● **Problem requirements**
I would like every line of the records below that contains the word "tree" copied.

● **Data provided**
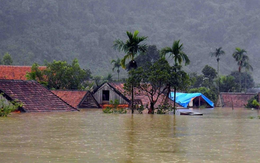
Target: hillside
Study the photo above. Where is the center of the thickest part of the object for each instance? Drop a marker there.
(34, 31)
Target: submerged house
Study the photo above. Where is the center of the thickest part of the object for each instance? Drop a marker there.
(78, 99)
(33, 96)
(191, 100)
(140, 97)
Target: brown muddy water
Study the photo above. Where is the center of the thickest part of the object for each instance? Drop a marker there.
(220, 135)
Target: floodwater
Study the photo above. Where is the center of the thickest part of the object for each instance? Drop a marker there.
(220, 135)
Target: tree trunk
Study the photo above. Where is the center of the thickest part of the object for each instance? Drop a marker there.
(151, 110)
(132, 107)
(118, 74)
(240, 81)
(174, 100)
(218, 76)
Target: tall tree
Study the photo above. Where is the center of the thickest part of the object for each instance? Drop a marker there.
(151, 81)
(116, 64)
(240, 56)
(176, 52)
(219, 52)
(132, 47)
(248, 68)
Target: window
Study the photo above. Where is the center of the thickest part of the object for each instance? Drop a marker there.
(105, 96)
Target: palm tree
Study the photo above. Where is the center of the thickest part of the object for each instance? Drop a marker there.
(217, 54)
(240, 56)
(116, 65)
(176, 52)
(132, 47)
(247, 67)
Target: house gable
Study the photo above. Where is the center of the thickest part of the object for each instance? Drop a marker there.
(72, 97)
(106, 92)
(88, 101)
(33, 96)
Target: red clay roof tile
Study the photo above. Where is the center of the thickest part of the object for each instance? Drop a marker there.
(15, 72)
(71, 97)
(34, 97)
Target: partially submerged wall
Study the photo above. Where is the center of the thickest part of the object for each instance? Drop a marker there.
(229, 99)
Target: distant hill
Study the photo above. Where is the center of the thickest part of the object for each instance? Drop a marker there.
(34, 31)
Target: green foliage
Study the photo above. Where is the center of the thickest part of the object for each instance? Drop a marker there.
(228, 84)
(62, 30)
(245, 78)
(154, 80)
(7, 59)
(209, 73)
(116, 64)
(7, 107)
(132, 47)
(140, 109)
(146, 59)
(176, 52)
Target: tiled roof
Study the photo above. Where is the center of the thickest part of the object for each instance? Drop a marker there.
(139, 95)
(71, 97)
(15, 72)
(34, 97)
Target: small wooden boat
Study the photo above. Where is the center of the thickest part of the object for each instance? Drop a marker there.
(191, 113)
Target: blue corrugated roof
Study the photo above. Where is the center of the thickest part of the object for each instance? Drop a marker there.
(184, 99)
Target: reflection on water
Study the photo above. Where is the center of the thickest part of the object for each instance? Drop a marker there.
(220, 135)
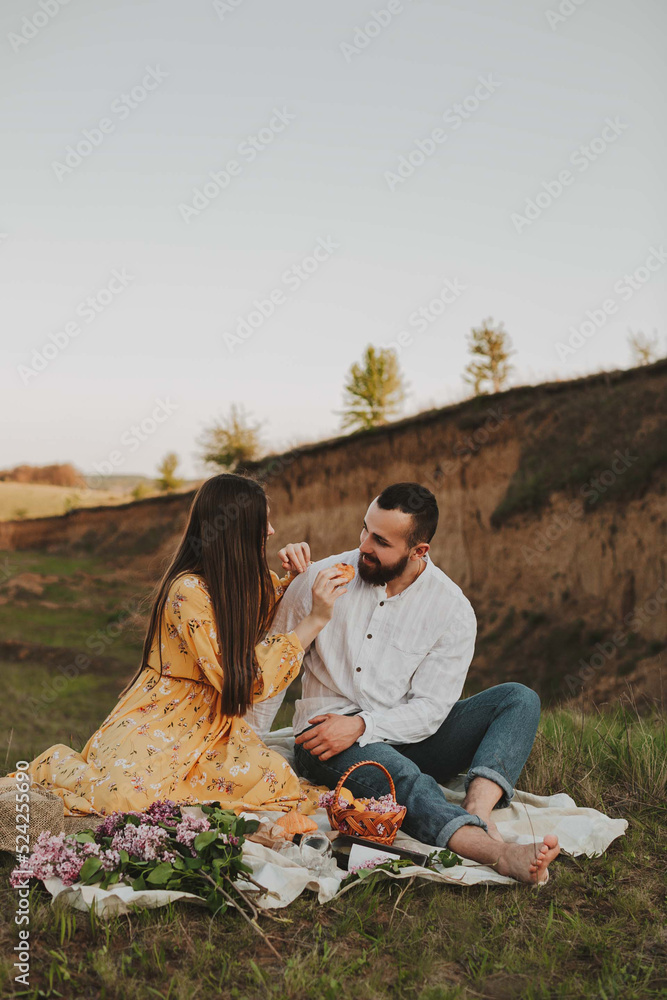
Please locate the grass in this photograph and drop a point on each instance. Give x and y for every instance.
(596, 930)
(89, 601)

● **Result for this exercise**
Target: tree trunk
Target: tall tree
Target: palm tree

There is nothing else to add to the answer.